▶ _What you will do_
Set down the lines below, exactly, starting at the one that contains "[pin] flowering plant -- one per line" and stopping at the last line, inclusive. Omit pictures.

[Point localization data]
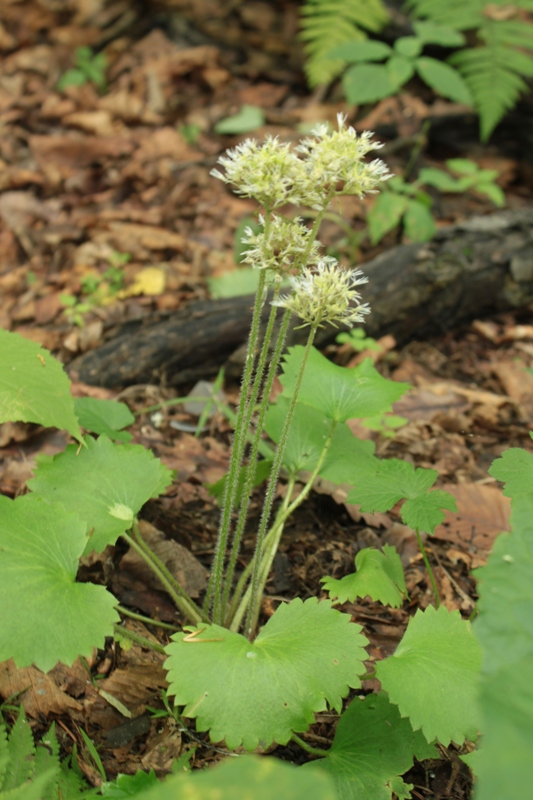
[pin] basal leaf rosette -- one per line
(34, 386)
(45, 616)
(373, 746)
(433, 677)
(98, 480)
(379, 576)
(255, 693)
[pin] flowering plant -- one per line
(250, 688)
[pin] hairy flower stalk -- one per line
(324, 166)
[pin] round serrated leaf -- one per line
(340, 393)
(372, 746)
(379, 576)
(254, 693)
(45, 616)
(433, 676)
(104, 416)
(97, 480)
(515, 469)
(33, 386)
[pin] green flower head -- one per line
(267, 172)
(327, 294)
(334, 164)
(283, 248)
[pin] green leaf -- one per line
(424, 512)
(72, 77)
(33, 790)
(242, 281)
(99, 478)
(340, 393)
(33, 386)
(129, 785)
(433, 676)
(504, 766)
(408, 46)
(104, 416)
(393, 481)
(324, 25)
(254, 693)
(444, 79)
(418, 221)
(68, 782)
(379, 576)
(385, 215)
(244, 778)
(505, 631)
(249, 118)
(445, 35)
(355, 52)
(45, 616)
(373, 746)
(515, 469)
(367, 83)
(400, 70)
(21, 754)
(347, 456)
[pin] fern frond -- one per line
(328, 23)
(494, 72)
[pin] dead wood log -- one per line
(473, 269)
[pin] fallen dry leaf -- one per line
(483, 513)
(38, 693)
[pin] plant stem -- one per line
(238, 607)
(214, 587)
(186, 605)
(268, 557)
(148, 620)
(274, 474)
(314, 751)
(428, 567)
(248, 484)
(138, 639)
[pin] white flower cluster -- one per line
(318, 169)
(267, 172)
(282, 248)
(335, 166)
(326, 295)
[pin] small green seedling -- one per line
(89, 68)
(249, 118)
(96, 290)
(367, 81)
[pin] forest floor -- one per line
(106, 199)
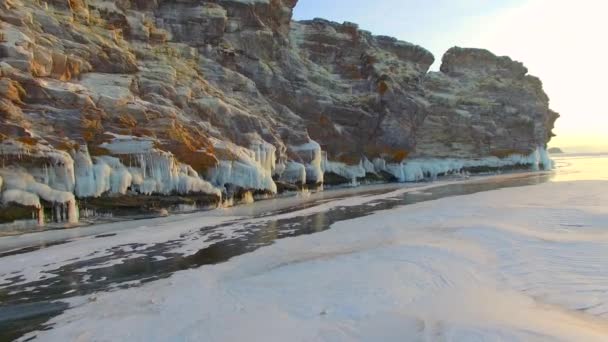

▶ _Exercise response_
[pin] flowering plant -- one per line
(250, 688)
[pin] hairy flower stalk -- one per line
(324, 166)
[pin] round serrated leaf -- one per line
(340, 393)
(372, 746)
(379, 576)
(254, 693)
(45, 616)
(433, 676)
(104, 416)
(97, 480)
(515, 469)
(33, 386)
[pin] green flower head -- one per line
(267, 172)
(327, 294)
(334, 164)
(283, 248)
[pin] green leaf -- one per line
(424, 512)
(72, 77)
(33, 790)
(242, 281)
(99, 478)
(340, 393)
(33, 386)
(129, 785)
(433, 676)
(504, 766)
(408, 46)
(104, 416)
(393, 481)
(324, 25)
(254, 693)
(444, 79)
(418, 221)
(68, 782)
(379, 576)
(385, 215)
(244, 778)
(505, 631)
(249, 118)
(445, 35)
(355, 52)
(45, 616)
(373, 746)
(515, 469)
(367, 83)
(400, 70)
(21, 754)
(347, 456)
[pin] fern frond -- one per line
(328, 23)
(494, 72)
[pin] dead wood log -- one per line
(473, 269)
[pin] fallen dry leaf -- one per line
(483, 513)
(38, 693)
[pin] plant stem -- one per line
(238, 607)
(214, 587)
(186, 605)
(268, 557)
(148, 620)
(274, 474)
(314, 751)
(428, 567)
(248, 484)
(138, 639)
[pin] white flower cluster -- one per line
(318, 169)
(267, 172)
(282, 248)
(335, 166)
(326, 295)
[pin] small green seedling -- one per line
(89, 68)
(249, 118)
(96, 290)
(367, 81)
[pin] forest floor -- one per line
(106, 199)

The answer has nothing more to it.